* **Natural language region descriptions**
+--

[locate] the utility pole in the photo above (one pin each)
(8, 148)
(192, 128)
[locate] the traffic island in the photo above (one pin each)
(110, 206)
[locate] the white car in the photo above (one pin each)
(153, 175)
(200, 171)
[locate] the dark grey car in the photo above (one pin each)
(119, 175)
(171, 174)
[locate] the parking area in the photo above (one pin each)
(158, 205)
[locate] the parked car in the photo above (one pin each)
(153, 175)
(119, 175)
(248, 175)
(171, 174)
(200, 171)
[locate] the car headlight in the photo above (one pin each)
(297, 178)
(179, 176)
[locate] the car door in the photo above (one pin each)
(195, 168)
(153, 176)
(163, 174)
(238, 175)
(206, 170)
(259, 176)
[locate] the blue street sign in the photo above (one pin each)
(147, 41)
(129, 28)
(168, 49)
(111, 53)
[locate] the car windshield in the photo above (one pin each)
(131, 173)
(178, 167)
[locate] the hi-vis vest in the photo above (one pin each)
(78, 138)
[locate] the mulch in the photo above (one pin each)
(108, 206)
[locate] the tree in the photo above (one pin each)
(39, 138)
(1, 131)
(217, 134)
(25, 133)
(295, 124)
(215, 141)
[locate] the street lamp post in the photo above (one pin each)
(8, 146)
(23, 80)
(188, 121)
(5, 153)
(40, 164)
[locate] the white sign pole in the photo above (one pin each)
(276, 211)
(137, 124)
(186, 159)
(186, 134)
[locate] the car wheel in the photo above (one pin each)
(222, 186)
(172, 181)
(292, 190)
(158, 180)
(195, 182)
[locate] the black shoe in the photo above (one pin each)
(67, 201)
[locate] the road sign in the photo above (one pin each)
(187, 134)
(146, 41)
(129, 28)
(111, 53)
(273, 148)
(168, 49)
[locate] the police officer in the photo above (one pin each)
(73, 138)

+--

* **TASK TO COMPLETE**
All the lines above must appear again in the answer, word for word.

* **WRITTEN SOLUTION**
[locate] the utility pole in the photo above (one pin each)
(8, 148)
(192, 128)
[locate] the traffic island in the photo above (one pin each)
(110, 206)
[locate] the white car in the photo above (one pin each)
(153, 175)
(200, 171)
[locate] the dark grey car in the photo above (one pin each)
(119, 175)
(171, 174)
[locate] the parking area in the photo above (one pin each)
(158, 205)
[locate] the parked car in the photo above (one pin each)
(153, 175)
(119, 175)
(248, 175)
(171, 174)
(200, 171)
[locate] the car headlight in the photo above (one pin each)
(297, 178)
(179, 176)
[locate] the car door in the photo above (one pin each)
(195, 168)
(153, 176)
(163, 174)
(238, 175)
(206, 170)
(259, 176)
[locate] the blue street sign in the photo above (one pin each)
(147, 41)
(129, 28)
(168, 49)
(111, 53)
[locate] the car windshield in the photo above (one pin each)
(131, 173)
(178, 167)
[locate] the hi-vis vest in the photo above (one pin each)
(78, 138)
[locate] the mulch in the photo above (one pin each)
(108, 206)
[locate] the tree in the photo above (one pin each)
(39, 138)
(1, 131)
(217, 134)
(25, 133)
(295, 124)
(215, 141)
[locate] the street lamp post in the photo above (one pin each)
(8, 146)
(23, 80)
(188, 121)
(5, 153)
(40, 164)
[locate] the white sign pole in the photo above (one pin each)
(276, 211)
(137, 124)
(186, 159)
(186, 134)
[locate] the car wheel in the photo above (one pin each)
(222, 186)
(172, 181)
(292, 190)
(158, 180)
(195, 182)
[locate] the black shoe in the photo above (one pin each)
(67, 201)
[locate] the road sign in the photo above (one pin each)
(187, 134)
(146, 41)
(129, 28)
(111, 53)
(273, 148)
(168, 49)
[locate] the police officer in the photo above (one pin each)
(73, 138)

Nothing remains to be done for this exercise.